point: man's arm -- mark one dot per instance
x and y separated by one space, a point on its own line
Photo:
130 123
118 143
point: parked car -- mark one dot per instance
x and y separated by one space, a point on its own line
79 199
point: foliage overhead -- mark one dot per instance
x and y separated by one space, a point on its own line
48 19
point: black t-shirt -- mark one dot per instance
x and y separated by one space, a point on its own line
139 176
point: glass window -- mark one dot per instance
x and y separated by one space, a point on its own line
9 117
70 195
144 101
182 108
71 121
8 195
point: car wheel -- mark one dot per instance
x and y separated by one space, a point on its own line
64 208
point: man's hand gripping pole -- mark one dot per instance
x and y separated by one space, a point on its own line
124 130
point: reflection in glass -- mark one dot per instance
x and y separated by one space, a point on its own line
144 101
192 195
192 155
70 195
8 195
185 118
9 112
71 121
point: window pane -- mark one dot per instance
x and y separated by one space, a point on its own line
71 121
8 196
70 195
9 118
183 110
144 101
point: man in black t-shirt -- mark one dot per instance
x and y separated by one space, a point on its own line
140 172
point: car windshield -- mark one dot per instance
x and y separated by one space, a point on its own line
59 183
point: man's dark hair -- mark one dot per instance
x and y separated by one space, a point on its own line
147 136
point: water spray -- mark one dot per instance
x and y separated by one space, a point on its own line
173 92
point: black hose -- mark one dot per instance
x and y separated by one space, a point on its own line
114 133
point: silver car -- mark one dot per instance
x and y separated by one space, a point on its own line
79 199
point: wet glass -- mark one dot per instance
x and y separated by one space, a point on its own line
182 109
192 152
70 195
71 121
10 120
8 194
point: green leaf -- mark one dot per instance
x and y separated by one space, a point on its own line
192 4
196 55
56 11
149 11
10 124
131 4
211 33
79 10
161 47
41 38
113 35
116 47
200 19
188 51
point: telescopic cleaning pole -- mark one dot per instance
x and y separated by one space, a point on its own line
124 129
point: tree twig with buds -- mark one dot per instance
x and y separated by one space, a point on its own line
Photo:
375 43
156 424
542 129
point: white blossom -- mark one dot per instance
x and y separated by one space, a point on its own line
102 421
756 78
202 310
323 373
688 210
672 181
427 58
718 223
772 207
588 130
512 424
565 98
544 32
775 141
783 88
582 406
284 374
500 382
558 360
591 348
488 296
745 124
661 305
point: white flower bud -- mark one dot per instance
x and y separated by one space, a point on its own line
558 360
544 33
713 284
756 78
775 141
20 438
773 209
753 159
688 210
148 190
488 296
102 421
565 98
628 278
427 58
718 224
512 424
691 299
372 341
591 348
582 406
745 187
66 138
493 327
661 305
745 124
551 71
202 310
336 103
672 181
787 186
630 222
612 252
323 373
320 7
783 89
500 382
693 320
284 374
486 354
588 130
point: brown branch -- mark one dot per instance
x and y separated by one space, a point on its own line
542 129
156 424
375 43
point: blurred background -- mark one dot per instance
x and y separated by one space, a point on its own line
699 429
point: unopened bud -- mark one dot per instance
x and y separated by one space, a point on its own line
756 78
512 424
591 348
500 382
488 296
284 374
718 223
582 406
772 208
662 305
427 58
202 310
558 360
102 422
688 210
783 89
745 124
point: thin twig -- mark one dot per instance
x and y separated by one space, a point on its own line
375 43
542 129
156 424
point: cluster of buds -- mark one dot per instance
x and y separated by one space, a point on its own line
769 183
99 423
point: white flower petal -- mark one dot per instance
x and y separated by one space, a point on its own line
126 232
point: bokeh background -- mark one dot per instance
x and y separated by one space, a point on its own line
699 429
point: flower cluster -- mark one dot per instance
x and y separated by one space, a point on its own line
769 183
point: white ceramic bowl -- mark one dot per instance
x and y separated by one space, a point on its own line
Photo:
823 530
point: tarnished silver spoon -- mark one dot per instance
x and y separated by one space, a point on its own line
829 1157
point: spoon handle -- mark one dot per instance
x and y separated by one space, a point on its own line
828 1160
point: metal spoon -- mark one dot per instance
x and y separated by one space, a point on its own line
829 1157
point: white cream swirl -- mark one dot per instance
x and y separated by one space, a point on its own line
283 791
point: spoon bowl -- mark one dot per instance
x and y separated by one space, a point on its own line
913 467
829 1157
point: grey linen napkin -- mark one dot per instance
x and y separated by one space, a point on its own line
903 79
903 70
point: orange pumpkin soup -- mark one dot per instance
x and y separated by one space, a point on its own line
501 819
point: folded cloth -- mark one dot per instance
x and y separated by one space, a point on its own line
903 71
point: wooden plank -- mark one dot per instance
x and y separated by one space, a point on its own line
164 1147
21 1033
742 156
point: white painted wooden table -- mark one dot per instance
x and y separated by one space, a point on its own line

• **任务说明**: 把上面的全部记录逐字照抄一遍，不做任何改动。

• **完整回答**:
point: man's arm -- mark one dot per instance
x and y separated by one space, a point on its own line
Photo:
130 123
118 143
point: parked car -- mark one dot per instance
x and y separated by one space, a point on its own line
79 199
point: foliage overhead -- mark one dot per instance
x and y separated by one space, a point on its own line
48 19
point: black t-shirt -- mark one dot per instance
x and y separated by one space, a point on its own line
139 176
point: glass window -- mark one dot per instance
x and y separated by one space, a point on its own line
9 117
70 195
144 101
182 108
71 121
8 195
point: car wheel -- mark one dot per instance
x and y separated by one space, a point on its own line
64 208
point: man's hand gripping pole -- mark one dot per instance
x and y separated by one space, a point on its own line
124 130
point: reflection in glass -- mark one dot per instance
x and y separated by one space, a point on its own line
144 101
192 195
192 155
70 195
8 195
185 118
9 112
71 121
point: window pane -- mark one dot per instance
x and y separated by one space, a point on its own line
71 121
8 196
70 195
9 118
183 110
144 101
point: man in black t-shirt -- mark one dot per instance
x and y separated by one space, a point on its own line
140 172
point: car windshield -- mark one dot per instance
x and y separated by one space, a point on its own line
59 183
point: man's dark hair -- mark one dot per instance
x and y separated by one space, a point on its own line
147 136
point: water spray -- mark one dot per instance
x and y separated by one space, a point on its own line
173 92
point: black hose -- mark one dot per instance
x and y separated by one space, a point on its own line
114 133
point: silver car -- mark one dot per instance
x and y separated by one space, a point on its own line
79 199
point: wet glass -- mark one dot per instance
x and y separated by one space, a point on its own line
182 109
192 152
70 195
71 121
10 120
8 194
point: green leaf -- mark one dot per instance
x and y separated by one space, a point on its own line
192 4
196 55
56 11
149 11
10 124
131 4
211 33
79 10
161 47
41 38
113 35
116 47
200 19
188 51
point: telescopic cleaning pole -- mark one dot per instance
x and y separated by one space, a point on its own line
124 129
point: tree twig with buds -- mark one dot per instance
x and y separated by one space, a point on its own line
Photo:
375 43
156 424
542 129
point: white blossom -- mark one dot per instance
x and y separated by one space, a point on its own line
102 421
756 78
202 310
323 373
688 210
672 181
427 58
718 223
772 207
588 130
512 424
565 98
544 32
775 141
783 88
582 406
284 374
500 382
558 360
591 348
488 296
745 124
661 305
point: white flower bud -- mark one dot per instance
x and y separated by one space, a point on its own line
558 360
544 33
713 284
756 78
775 141
20 438
773 209
753 159
688 210
148 190
488 296
102 421
565 98
628 278
427 58
718 224
512 424
691 299
372 341
591 348
582 406
745 187
66 138
493 327
661 305
745 124
551 71
202 310
336 103
672 181
787 186
630 222
612 252
323 373
320 7
783 89
500 382
693 320
284 374
486 354
588 130
point: brown branch -- mark one dot per instance
x and y separated by one space, a point on its own line
542 129
156 424
375 43
point: blurred background -- mark one dot per instance
x and y separated by one space, a point on its own line
699 429
point: unopened bud -- mark one dot per instance
x and y separated by one space, a point on its own line
756 78
512 424
591 348
500 382
488 296
284 374
718 223
582 406
772 208
662 305
427 58
202 310
558 360
102 422
688 210
783 89
745 124
point: thin twig -- mark one dot per instance
x and y separated by one space, a point on its own line
375 43
542 129
156 424
point: cluster of buds -- mark one dot per instance
x and y separated by one space, a point on its own line
769 183
99 423
point: white flower petal -- mark one dot per instance
x and y separated by one space, a point on its own line
126 232
point: bokeh background -- mark one dot per instance
x and y separated by one space, a point on its own line
699 429
point: flower cluster -- mark one dot per instance
x and y separated by one space, a point on its own line
769 183
point: white ceramic bowl -- mark one dot per instance
x and y separated by one space, a point on its own line
Photo:
823 530
point: tarnished silver spoon -- mark one dot per instance
x and y separated by one space, a point on its own line
829 1157
point: spoon handle -- mark one dot per instance
x and y separated by one space, a point on its own line
828 1160
point: metal spoon -- mark one dot per instance
x and y separated by one space, a point on its own line
829 1157
point: white cream swirl -- mark one dot per instance
x and y separated by one space, a point on its own line
283 791
point: spoon bowl -- mark one dot per instance
x and y separated by one space, a point on its own line
913 467
829 1157
point: grey linen napkin -- mark one dot per instance
x and y separated by one space, a point on its own line
903 79
903 70
point: orange pumpkin soup -- mark one dot per instance
x and y separated by one space, a point on its own line
501 819
point: folded cloth -- mark one dot per instance
x and y separated by one space, a point on its own line
903 71
point: wooden plank -- mark one dot per instance
x and y separated by one space, a point on its own line
164 1147
21 1033
742 156
point: white painted wooden table -- mark one dot per instance
x and y separated by one space, a point on its own line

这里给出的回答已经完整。